[begin Source extract]

Boston Herald

Another debacle for C’s

Show no heart in blowout to Hawks

- By MArK MurpHy

Marcus Smart checked in last night, drawing a technical foul from the bench while the Hawks were in the midst of a runaway second quarter, and why not? At that point, any change to the pace was welcome.

Trae Young had just inbounded the ball off of Grant Williams’ back, collected the self-pass and laid it in. Brad Stevens has never looked more tired than during his pre-game Zoom media session..

Celtics owner Wyc Grousbeck had given a radio interview on 98.5 The Sports Hub earlier in the day, stated his support for Stevens, and also admitted without hesitation that at the moment the Celtics are not a contender.

Not even close, after their 127-112 loss to Atlanta on Wednesday night, extending their losing streak to three straight games. The Hawks opened with a 40-point first quarter, Young and Danilo Gallinari combined for 49 first-half points, the latter with seven straight 3-pointers, and the embarrassm­ent carried on from there.

Gallinari (38 points, 10 3-pointers) and Young (33) both broke the 30-point barrier, marking the seventh straight game that the Celtics have yielded the floor to a 30plus point-scorer. The Hawks’ duo shot a combined 14-for-20 from 3-point range, and overall Atlanta’s 23 3-pointers were the most by a Celtics opponent in franchise history.

The Celtics, by comparison, spent the night in a meat locker. They finished 3-for-24 from downtown, with Jayson Tatum (13 points, 4-for-20) and Jaylen Brown (17, 6-for16) shooting a combined 1-for-14 from the beyond arc.

But based on the number of open shots taken by Gallinari and Young throughout the night — their ability to score with unchalleng­ed impunity — the Celtics simply didn’t have the defensive will Wednesday night.

Stevens said he deserves to be “first and foremost on that list with where we are.” Tatum said something similar.

[end Source extract]
[begin Stored data]

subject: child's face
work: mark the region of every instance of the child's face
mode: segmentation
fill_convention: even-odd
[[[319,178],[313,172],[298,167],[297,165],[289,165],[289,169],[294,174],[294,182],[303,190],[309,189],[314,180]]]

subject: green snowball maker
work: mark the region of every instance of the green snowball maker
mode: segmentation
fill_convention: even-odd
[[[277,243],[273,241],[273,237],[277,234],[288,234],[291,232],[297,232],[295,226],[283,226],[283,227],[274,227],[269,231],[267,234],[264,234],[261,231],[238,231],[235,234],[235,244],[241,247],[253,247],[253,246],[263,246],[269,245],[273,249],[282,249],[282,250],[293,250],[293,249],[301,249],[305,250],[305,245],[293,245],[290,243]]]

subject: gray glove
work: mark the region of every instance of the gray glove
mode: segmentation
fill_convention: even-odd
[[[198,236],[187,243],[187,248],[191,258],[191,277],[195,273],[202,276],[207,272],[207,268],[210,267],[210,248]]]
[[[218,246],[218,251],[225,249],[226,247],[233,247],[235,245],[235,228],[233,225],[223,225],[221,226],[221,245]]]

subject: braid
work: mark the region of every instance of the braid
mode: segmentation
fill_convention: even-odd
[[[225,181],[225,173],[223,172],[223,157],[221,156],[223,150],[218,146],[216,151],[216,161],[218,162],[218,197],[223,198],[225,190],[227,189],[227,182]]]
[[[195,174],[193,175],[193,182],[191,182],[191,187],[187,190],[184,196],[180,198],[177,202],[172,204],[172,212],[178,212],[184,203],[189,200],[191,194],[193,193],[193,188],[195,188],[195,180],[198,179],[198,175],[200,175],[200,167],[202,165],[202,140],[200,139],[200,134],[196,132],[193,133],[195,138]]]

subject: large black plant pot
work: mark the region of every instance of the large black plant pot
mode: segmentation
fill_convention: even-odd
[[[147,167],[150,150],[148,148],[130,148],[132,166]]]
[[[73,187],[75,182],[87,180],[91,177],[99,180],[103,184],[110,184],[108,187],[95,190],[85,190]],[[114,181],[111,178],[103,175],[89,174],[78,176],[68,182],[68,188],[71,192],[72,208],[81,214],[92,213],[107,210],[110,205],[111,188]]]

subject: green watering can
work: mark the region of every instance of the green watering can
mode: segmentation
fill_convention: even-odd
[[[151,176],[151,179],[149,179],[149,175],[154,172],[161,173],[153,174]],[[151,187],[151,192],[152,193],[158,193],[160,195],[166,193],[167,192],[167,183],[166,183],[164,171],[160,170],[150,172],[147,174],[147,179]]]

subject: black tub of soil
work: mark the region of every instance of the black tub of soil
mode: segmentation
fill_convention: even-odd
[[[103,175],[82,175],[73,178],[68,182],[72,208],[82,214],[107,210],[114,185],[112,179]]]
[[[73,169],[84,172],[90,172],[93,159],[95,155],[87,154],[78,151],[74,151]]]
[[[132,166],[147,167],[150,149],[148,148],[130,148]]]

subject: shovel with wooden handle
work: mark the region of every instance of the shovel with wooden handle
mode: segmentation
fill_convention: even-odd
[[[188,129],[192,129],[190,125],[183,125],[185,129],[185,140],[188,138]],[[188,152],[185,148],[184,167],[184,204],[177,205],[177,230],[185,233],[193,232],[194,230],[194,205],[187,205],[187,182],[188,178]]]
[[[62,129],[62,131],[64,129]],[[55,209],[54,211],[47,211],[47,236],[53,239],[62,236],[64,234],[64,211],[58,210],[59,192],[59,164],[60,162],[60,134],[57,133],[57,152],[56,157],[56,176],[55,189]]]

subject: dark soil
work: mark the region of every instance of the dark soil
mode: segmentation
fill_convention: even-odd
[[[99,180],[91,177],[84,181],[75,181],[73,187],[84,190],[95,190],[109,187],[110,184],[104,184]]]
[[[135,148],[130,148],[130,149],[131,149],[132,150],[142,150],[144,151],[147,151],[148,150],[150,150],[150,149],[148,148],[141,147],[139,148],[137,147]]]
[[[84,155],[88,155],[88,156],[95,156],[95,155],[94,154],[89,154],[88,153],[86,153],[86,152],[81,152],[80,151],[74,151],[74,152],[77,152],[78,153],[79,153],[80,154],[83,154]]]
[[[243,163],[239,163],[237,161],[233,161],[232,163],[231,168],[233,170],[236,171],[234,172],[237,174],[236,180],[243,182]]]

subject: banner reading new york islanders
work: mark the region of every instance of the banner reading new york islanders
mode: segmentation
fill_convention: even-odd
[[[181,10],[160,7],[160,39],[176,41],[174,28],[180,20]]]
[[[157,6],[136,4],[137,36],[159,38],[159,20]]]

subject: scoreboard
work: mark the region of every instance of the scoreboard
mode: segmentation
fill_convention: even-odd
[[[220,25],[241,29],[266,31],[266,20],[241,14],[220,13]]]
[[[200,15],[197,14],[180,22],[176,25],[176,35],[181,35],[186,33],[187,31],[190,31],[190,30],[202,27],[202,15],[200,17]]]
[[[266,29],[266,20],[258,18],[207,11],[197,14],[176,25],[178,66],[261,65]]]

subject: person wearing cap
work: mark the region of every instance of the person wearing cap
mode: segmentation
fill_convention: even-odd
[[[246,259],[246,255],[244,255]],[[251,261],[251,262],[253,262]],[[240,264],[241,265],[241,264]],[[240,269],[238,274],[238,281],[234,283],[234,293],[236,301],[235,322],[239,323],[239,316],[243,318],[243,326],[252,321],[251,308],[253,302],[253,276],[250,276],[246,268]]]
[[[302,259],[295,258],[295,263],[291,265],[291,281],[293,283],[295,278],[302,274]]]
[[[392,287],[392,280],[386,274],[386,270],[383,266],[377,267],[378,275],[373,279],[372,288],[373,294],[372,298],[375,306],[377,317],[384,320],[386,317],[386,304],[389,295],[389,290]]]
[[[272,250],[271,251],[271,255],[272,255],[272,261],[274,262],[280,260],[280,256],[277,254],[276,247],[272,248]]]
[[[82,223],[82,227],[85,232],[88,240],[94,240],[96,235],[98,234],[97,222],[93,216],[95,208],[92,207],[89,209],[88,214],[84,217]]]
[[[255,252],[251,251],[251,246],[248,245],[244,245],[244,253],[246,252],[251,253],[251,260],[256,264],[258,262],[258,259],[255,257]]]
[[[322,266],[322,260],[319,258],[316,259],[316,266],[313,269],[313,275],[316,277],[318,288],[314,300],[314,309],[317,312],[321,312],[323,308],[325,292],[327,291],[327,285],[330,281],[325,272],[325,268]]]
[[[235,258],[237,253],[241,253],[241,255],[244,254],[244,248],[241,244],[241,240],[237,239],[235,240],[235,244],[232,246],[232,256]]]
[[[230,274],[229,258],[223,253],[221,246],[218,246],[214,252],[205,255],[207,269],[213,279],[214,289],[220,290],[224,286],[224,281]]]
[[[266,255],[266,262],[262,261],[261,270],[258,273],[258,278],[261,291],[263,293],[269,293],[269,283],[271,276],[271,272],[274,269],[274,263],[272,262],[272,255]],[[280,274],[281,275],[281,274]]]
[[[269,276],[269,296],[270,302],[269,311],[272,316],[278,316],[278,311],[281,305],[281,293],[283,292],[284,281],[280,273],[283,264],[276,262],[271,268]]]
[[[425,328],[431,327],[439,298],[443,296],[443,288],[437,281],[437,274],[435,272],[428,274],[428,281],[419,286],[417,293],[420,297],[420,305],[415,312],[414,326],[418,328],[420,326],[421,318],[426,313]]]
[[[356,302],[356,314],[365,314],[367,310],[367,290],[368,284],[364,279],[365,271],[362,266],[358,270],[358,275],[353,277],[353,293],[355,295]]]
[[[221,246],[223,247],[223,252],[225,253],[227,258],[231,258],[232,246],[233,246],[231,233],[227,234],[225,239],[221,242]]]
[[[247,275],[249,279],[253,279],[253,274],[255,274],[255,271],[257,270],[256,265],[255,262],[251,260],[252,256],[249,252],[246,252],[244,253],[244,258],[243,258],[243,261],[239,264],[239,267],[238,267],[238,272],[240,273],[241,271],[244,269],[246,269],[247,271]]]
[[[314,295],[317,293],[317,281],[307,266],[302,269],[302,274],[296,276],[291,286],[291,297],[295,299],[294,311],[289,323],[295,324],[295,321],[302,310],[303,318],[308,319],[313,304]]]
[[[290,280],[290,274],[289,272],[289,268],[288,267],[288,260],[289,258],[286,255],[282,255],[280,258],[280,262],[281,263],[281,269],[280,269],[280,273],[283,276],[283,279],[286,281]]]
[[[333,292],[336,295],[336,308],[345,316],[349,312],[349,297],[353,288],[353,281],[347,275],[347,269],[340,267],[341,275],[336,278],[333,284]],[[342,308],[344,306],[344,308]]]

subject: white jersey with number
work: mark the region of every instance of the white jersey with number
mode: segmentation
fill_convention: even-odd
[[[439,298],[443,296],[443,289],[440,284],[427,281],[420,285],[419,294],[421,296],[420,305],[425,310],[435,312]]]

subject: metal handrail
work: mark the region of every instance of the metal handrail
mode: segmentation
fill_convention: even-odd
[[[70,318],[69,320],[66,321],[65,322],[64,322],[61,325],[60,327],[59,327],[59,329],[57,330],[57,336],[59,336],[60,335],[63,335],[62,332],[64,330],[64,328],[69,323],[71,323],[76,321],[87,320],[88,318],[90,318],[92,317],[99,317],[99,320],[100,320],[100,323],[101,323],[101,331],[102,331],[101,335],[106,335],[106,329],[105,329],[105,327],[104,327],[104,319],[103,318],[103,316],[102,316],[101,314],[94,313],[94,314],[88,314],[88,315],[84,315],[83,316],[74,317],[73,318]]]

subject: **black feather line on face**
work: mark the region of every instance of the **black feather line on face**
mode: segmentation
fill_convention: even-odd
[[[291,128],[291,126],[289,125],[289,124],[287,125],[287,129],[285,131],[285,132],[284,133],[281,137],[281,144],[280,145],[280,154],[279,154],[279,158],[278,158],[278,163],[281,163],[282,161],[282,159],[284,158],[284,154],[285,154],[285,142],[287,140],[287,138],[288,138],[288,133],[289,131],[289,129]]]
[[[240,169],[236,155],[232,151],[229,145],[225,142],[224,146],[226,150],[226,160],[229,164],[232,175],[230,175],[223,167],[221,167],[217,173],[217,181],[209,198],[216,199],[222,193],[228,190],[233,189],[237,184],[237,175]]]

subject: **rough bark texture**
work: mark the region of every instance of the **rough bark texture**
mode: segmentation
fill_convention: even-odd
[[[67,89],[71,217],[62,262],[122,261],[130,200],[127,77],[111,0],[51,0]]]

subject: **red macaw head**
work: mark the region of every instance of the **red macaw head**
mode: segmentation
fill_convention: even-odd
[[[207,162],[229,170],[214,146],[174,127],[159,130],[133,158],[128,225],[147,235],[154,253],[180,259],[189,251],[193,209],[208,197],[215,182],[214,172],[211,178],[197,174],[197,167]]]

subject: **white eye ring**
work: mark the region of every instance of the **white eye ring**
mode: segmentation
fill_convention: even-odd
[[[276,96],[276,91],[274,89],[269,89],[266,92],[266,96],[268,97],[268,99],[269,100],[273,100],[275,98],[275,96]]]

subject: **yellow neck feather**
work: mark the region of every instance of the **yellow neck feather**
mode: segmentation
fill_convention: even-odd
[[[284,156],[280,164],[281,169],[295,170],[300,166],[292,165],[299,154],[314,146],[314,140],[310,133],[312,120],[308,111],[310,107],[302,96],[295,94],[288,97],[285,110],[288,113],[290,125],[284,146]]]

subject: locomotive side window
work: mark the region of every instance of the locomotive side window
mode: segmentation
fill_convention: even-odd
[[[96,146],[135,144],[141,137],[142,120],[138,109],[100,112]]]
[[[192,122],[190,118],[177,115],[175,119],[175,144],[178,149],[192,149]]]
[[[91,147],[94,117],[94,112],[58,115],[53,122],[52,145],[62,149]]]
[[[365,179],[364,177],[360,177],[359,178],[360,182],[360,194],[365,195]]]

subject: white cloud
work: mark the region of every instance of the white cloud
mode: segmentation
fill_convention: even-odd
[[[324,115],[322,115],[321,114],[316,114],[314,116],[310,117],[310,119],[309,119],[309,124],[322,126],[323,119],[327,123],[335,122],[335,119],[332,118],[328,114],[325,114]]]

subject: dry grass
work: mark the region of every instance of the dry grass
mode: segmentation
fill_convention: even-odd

[end Stored data]

◆ Set problem ◆
Continue the Boston Herald story on the Celtics' 127-112 loss to the Hawks, picking up right after its final sentence.

◆ In response ◆
“We have to take some accountabi­lity. I have to take accountabi­lity as one of the leaders and being that guy. I have to be better. I have to be more vocal,” he said. “I have to kind of be the example, especially knowing that we lost two tough games, playing a back-to-back. I take a lot of accountabi­lity for just the way we played today, I guess, and have been playing. We got four games till the break. Four very important games because I think the time is now. Like I said earlier, we don’t have much time, or we don’t have any time to relax. We gotta dig deep and we gotta figure it out.”

Brown, whose naming to his first-ever all-star game was ruined by Tuesday’s loss in Dallas, may be even angrier now.

“You’ve just got to do it. We listen to him,” he said of Stevens. “Obviously game to game things change, but you’ve got to execute each and every night, and I think it’s been a challenge for this group to go from game to game with no time in between and execute the game plans. I can tell whatever the focus is, it’s not there. It’s not enough. It’s almost as if it’s like — I don’t know. But it just isn’t there. But we’ve just got to be better going game to game with the right enthusiasm and the right mentality for each game, which is tough. But we’ve got to be able to do it.”

Stevens, like Tatum, pointed to the team’s last four games before the all-star break, starting Friday at home against Indiana, as an opportunit­y for redemption.

“I just told them in the locker room, nobody’s happy about how things are going, we have four games before the break, and these four games from a mental energy, a physical energy, everything we have, are as pivotal a four games as we’ll play all season,” said the Celtics coach. “So our focus will go to that. This is a ... this is a tough one. But, if anything, I think the first two games on the trip we gave ourselves a chance. Tonight we never did. Obviously, very frustrated.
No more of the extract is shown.